Exercise directions: Give back exactly the line that contains "of the wing" and all the lines after it in the records below, to the very last, with no other output.

Saved entries
►

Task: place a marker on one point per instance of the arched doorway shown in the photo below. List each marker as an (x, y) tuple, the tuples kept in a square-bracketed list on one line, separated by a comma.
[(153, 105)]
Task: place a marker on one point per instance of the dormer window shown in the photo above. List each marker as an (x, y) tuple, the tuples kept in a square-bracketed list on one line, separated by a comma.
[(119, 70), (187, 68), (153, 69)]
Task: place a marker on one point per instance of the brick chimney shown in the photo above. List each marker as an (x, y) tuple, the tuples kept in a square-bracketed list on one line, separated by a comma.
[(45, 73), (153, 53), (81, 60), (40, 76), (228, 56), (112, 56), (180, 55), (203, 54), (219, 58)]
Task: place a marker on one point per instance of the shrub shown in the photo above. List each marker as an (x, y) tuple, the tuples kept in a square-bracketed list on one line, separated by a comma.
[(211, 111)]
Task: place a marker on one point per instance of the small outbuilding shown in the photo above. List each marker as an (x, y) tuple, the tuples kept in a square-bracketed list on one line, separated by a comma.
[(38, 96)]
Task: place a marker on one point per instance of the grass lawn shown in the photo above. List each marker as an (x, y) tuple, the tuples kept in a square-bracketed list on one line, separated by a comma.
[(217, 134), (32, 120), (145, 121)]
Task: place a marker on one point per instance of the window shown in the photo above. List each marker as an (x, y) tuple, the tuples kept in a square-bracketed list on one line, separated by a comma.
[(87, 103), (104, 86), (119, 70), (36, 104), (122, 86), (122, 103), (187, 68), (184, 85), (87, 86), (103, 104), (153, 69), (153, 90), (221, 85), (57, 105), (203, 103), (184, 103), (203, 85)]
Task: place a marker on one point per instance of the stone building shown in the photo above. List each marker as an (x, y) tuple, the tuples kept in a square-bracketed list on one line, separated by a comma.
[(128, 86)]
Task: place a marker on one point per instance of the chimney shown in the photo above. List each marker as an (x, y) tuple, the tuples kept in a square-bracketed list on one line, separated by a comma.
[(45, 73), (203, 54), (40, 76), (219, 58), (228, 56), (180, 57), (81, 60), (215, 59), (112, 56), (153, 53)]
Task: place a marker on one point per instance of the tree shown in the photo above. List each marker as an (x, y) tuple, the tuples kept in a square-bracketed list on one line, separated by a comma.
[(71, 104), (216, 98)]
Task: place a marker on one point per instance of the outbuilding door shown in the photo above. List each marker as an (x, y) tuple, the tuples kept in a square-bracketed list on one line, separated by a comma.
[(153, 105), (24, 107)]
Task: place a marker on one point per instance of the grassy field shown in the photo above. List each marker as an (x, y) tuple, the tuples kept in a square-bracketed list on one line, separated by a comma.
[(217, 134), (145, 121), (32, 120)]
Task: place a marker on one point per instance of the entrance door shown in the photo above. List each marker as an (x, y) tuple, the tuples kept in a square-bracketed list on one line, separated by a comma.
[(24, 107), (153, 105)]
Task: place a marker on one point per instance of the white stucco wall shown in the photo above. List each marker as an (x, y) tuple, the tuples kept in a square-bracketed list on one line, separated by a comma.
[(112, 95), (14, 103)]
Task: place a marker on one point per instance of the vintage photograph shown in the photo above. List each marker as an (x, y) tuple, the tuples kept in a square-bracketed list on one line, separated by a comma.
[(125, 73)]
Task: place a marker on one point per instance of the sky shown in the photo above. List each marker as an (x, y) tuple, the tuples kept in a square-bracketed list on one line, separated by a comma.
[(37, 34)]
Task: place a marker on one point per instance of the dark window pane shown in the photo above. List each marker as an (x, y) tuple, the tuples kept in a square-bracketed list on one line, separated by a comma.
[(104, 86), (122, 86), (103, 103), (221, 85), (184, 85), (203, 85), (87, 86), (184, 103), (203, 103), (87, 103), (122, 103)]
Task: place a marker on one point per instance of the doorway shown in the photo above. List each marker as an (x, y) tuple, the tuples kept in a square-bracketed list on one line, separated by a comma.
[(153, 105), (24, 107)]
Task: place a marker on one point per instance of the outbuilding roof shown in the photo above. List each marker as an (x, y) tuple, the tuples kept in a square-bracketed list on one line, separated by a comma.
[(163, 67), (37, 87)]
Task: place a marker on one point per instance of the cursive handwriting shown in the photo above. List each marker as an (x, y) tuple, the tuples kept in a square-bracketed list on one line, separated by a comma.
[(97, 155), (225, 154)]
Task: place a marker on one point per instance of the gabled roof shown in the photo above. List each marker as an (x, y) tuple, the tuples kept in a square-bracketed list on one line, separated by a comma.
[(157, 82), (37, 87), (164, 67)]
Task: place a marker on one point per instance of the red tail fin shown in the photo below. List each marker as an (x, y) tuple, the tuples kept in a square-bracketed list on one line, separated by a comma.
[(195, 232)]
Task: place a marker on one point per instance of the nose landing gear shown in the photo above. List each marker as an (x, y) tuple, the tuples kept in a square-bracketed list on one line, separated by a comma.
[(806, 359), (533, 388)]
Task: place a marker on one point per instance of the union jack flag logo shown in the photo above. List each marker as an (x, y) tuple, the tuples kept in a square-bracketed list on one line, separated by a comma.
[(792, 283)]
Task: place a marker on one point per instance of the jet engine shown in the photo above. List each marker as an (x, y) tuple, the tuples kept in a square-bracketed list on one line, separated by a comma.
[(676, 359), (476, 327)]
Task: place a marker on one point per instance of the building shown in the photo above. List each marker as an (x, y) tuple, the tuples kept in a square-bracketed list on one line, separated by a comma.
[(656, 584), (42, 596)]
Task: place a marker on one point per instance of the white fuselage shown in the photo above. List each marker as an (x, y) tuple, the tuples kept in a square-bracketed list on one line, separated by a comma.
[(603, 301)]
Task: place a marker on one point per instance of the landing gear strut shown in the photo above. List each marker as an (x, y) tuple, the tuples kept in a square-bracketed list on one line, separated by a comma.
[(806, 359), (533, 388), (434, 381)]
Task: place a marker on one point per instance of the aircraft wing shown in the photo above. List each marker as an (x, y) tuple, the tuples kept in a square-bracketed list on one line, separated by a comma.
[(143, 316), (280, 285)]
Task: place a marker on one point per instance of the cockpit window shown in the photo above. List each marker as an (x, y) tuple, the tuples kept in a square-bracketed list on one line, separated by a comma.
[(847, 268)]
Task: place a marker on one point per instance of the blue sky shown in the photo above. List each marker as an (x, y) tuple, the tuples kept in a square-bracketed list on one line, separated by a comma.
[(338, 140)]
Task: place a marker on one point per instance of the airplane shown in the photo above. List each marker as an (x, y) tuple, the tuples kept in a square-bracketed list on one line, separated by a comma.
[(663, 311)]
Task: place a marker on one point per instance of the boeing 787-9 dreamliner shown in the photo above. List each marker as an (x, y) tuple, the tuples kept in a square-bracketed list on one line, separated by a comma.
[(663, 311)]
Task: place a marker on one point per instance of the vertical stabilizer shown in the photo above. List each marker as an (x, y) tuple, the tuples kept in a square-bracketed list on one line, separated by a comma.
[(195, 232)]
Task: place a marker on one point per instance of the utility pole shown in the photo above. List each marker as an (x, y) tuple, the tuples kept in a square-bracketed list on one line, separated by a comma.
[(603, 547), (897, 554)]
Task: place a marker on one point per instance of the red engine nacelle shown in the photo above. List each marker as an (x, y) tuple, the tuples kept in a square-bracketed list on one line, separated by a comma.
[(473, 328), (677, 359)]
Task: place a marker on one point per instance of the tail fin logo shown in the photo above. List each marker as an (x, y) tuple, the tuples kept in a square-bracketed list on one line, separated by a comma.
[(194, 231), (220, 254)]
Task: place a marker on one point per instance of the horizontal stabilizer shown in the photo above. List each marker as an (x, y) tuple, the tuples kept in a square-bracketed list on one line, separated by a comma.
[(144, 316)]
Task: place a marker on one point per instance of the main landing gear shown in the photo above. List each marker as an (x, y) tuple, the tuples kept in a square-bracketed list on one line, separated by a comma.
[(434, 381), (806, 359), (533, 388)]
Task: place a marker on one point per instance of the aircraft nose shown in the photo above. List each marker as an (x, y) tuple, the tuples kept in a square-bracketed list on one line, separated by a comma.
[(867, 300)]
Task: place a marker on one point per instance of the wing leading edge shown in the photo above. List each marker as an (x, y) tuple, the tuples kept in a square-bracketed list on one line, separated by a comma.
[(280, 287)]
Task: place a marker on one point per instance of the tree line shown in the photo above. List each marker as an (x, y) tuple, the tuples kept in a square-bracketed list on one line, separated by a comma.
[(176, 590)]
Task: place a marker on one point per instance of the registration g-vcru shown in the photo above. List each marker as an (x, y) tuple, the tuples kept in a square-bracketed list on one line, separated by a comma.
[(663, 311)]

◄

Task solution:
Task: place a marker on one point per instance of the wing leading edge shown in the photo above. List each marker as an (x, y) tuple, the tuples kept in a square-bracketed list on one line, separated by a comma.
[(280, 287)]
Task: place a marker on one point per instance of the tree line shown in the photo above. List each marker as an (x, y) tuple, the tuples kept in a square-bracketed list on one line, separated by a comma.
[(176, 590)]
Task: place a marker on one point per instance of the registration g-vcru shown in the photo above. List each marker as an (x, y) tuple, the tuples kept in a square-bracketed list on one line, separated by a comma.
[(663, 311)]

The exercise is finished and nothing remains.